### GOAL
Reproduce the records verbatim, beginning with the first line and stopping after the line that contains "[169,139,423,328]", including that line. Omit the pictures from your reproduction.

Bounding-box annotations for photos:
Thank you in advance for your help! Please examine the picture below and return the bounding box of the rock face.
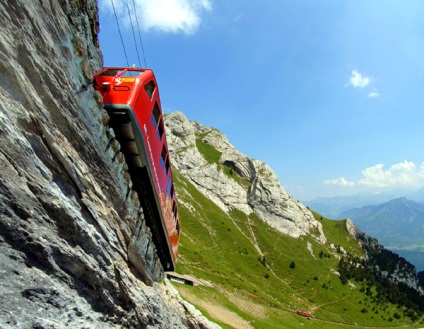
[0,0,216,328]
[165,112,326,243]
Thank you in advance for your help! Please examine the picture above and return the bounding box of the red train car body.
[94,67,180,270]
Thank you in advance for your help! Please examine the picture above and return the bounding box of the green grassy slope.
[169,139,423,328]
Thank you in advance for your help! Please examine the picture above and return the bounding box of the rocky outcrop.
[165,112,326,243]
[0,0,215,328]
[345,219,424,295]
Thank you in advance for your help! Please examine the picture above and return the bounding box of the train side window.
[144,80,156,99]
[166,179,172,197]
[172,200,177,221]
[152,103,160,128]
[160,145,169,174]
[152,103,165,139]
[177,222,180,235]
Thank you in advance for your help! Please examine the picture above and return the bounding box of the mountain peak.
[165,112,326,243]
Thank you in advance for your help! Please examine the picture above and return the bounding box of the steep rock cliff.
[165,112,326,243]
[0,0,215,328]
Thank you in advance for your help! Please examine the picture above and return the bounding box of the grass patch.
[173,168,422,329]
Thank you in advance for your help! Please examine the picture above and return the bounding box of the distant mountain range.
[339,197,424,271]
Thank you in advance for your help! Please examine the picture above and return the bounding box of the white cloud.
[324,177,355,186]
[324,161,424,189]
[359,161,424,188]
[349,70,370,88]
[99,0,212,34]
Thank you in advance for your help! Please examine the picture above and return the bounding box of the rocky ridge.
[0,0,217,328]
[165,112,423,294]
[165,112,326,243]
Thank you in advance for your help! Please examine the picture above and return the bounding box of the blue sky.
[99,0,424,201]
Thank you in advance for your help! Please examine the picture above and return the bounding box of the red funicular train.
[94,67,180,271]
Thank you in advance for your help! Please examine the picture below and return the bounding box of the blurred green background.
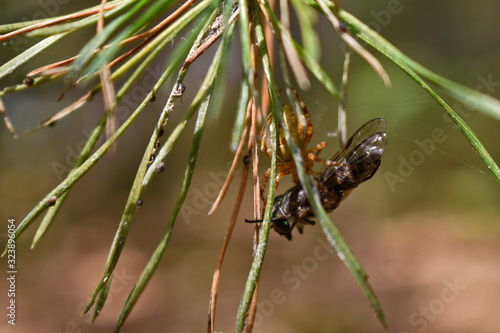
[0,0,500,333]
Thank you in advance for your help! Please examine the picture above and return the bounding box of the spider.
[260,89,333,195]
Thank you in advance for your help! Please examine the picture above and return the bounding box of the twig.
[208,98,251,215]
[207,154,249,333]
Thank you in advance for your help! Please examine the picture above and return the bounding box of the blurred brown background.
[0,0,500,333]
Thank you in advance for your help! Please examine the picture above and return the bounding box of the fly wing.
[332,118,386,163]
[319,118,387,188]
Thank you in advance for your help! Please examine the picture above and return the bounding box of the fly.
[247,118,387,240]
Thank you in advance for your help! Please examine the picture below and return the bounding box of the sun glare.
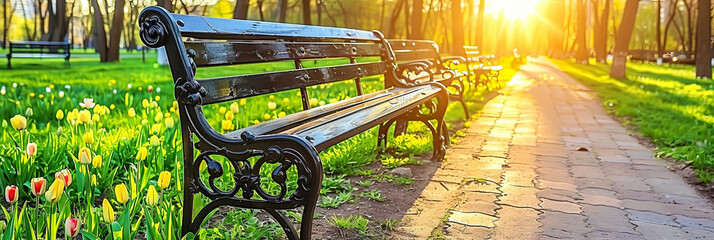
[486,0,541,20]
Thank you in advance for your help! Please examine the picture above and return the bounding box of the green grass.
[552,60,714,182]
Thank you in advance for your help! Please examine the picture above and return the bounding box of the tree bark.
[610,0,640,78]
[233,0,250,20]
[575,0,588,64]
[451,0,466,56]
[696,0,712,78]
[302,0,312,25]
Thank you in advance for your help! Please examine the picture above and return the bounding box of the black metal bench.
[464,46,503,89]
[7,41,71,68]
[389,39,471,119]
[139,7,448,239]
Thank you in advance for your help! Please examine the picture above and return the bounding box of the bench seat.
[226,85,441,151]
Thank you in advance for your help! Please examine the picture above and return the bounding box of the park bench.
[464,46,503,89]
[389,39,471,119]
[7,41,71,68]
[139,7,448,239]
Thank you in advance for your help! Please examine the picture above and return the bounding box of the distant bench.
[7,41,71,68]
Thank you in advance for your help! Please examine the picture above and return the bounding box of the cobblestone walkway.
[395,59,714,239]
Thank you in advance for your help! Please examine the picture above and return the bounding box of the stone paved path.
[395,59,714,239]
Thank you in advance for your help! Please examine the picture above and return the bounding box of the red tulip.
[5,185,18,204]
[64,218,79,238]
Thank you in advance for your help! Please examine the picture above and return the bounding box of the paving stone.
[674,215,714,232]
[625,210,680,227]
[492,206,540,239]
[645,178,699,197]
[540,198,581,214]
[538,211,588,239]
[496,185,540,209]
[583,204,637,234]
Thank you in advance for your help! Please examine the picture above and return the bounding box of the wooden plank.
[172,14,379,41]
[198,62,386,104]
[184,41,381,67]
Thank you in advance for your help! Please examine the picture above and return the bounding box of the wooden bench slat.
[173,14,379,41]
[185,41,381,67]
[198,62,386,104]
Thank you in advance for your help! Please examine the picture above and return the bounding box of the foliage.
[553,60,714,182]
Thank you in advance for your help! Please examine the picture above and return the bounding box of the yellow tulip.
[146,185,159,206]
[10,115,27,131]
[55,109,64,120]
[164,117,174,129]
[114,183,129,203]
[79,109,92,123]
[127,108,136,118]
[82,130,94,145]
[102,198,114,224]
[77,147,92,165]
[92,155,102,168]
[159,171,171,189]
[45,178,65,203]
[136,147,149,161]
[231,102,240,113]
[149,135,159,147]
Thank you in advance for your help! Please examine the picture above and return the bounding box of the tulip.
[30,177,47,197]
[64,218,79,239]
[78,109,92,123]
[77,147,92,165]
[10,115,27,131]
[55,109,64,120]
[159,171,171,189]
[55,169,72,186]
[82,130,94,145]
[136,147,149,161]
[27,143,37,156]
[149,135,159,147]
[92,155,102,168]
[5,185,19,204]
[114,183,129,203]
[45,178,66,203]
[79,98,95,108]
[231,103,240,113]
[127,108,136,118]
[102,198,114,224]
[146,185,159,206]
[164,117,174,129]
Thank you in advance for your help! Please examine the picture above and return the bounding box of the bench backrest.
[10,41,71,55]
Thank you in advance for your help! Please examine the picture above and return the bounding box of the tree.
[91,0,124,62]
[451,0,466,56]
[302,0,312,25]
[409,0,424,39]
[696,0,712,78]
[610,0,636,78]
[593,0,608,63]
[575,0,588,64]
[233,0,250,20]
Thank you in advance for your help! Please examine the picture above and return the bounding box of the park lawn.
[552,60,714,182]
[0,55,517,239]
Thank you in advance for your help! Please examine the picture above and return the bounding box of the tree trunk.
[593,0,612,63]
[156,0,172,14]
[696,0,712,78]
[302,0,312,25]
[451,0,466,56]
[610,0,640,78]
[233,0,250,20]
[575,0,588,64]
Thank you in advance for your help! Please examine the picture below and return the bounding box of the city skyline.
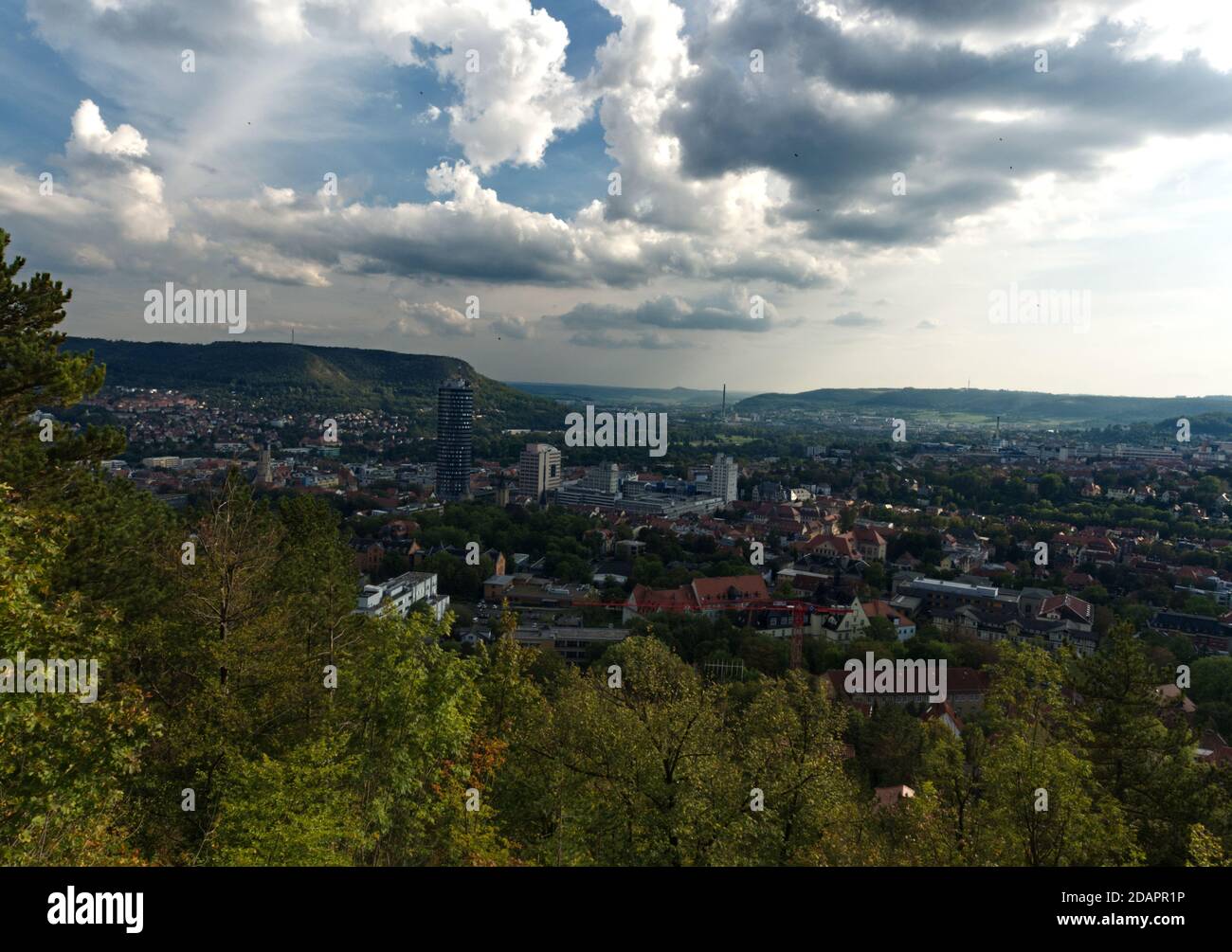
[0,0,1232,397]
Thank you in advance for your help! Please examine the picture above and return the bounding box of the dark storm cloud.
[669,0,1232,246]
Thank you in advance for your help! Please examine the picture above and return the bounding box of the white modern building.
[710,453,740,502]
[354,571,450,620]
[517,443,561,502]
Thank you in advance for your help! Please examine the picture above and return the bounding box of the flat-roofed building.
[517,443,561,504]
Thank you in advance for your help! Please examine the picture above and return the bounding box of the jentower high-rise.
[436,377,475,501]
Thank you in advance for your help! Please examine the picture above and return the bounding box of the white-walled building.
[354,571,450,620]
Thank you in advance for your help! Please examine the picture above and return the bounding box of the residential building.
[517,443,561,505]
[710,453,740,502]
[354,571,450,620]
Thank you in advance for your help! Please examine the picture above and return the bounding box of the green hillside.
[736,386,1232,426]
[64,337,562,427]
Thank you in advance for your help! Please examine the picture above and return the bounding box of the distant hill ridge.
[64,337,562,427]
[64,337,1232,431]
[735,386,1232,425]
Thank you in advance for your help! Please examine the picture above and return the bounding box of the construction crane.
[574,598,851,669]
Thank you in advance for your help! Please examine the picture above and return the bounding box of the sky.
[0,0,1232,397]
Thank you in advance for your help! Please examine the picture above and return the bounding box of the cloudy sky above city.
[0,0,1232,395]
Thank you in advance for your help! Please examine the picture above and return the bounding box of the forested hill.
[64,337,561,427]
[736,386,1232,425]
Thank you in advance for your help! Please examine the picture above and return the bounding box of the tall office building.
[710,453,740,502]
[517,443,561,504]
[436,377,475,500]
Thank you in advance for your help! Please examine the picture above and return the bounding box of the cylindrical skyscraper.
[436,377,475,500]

### THE RESPONSE
Thank you in advance for your help! Please examine the picture below and return the bounding box of the rock face.
[0,0,216,328]
[165,112,326,243]
Thank you in advance for your help! Please examine the picture above and return the bounding box of the red train car body.
[94,67,180,270]
Thank you in advance for your help! Please examine the picture above and return the bounding box of the green grassy slope.
[169,139,423,328]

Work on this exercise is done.